**Your task:**
Any pictures in the records below should be skipped; write out everything else exactly.

**Excerpted records:**
————————

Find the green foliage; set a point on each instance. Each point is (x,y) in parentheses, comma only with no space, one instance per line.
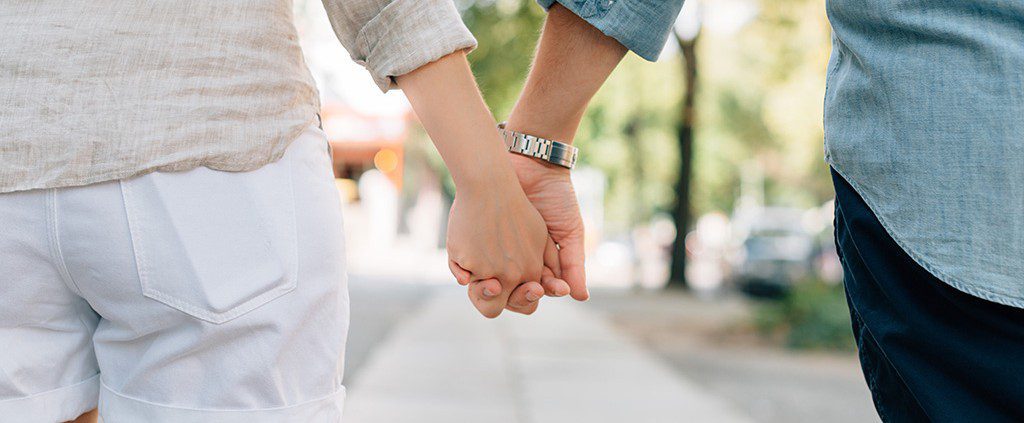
(507,32)
(812,315)
(761,106)
(759,103)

————————

**Task solution:**
Find the green foliage; set a point on each instance. Each point is (x,y) in parentheses, comma only with no space, one instance per line.
(507,32)
(812,315)
(761,106)
(759,103)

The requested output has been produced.